>> Begin

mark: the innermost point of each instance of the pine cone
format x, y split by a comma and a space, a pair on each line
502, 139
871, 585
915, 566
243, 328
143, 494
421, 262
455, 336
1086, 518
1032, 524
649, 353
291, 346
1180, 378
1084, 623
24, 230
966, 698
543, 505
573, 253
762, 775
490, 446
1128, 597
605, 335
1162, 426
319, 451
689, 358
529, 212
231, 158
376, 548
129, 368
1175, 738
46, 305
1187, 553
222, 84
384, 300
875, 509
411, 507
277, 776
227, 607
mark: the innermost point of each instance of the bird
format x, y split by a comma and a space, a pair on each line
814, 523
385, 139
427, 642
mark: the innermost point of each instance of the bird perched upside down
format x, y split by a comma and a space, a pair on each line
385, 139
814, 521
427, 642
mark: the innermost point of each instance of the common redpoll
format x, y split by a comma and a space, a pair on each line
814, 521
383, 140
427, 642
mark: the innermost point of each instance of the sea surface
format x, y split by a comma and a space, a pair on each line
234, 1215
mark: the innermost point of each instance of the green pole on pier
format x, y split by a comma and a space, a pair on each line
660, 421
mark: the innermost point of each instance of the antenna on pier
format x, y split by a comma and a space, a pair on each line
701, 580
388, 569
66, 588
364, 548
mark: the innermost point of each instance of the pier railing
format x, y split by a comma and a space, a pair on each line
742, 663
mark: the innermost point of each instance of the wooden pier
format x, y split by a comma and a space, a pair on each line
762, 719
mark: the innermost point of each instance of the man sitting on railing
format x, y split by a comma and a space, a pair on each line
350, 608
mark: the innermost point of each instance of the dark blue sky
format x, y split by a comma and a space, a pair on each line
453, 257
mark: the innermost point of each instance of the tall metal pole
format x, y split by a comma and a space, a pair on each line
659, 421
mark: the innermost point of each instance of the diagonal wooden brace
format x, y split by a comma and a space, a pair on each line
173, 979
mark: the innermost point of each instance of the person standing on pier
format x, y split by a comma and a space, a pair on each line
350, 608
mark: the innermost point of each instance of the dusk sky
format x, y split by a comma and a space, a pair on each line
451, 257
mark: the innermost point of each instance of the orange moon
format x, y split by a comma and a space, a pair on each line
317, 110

>> End

JOB:
Copy all of the records above word for word, line by line.

ANSWER BELOW:
mark: the innermost point of each instance of the pine cone
format x, y split by a comma and a space, a pair on each line
502, 139
871, 585
915, 566
243, 328
143, 494
421, 262
455, 336
1086, 518
1032, 524
649, 353
291, 346
1180, 378
1084, 623
24, 230
966, 698
543, 505
573, 253
762, 775
490, 446
1128, 597
605, 335
1162, 426
319, 451
689, 358
529, 212
231, 158
376, 548
129, 368
1175, 738
46, 305
1187, 553
222, 84
384, 300
875, 509
411, 507
277, 776
227, 607
mark: the innermost point of each instance of the bird
format x, y split by a comma and a space, a pair on each line
814, 523
385, 139
427, 642
mark: the innermost point of each instance of the bird perched upside down
format x, y split by a comma and a space, a pair on each line
385, 139
814, 521
427, 642
mark: the innermost point of each instance of the common redpoll
format x, y split by a comma and a space, a pair on each line
814, 521
383, 140
427, 642
mark: the innermost point of each instance of the sea surface
format x, y split by a comma and a space, a pair on each line
234, 1215
mark: the innermost point of each instance of the green pole on pier
format x, y split by a comma and a space, a pair on each line
660, 421
mark: the innermost point of each instance of the antenna on pier
format x, y split by a comma and a space, a pair on each line
701, 580
388, 569
66, 588
364, 548
mark: the innermost point of each instance of the pier railing
format x, y split by a comma and a space, a pair on each line
742, 663
mark: the innermost point of each instance of the wooden pier
format x, y split by a comma and a space, a pair on each line
762, 719
mark: the innermost point of each instance of the man sitting on railing
format x, y split by a comma and a space, a pair on each line
350, 608
mark: the innermost point of each instance of the dark blue sky
format x, y split by a comma and a space, a pair on each line
453, 257
mark: the innermost point of each instance of the tall metal pole
format x, y split by a comma and a space, a pair on each line
659, 421
mark: the innermost point of each instance of the diagonal wooden brace
format x, y split by a comma and a space, a pair on each line
173, 979
mark: the innermost point of each instance of the person standing on pier
format x, y split by a comma and a space, a pair on each line
350, 608
mark: the innermost point of each instance of the dusk sky
format x, y split by a comma and a space, a pair on each line
451, 257
mark: the innermost point of each instance of the orange moon
format x, y split by a comma and a space, a pair on each line
317, 110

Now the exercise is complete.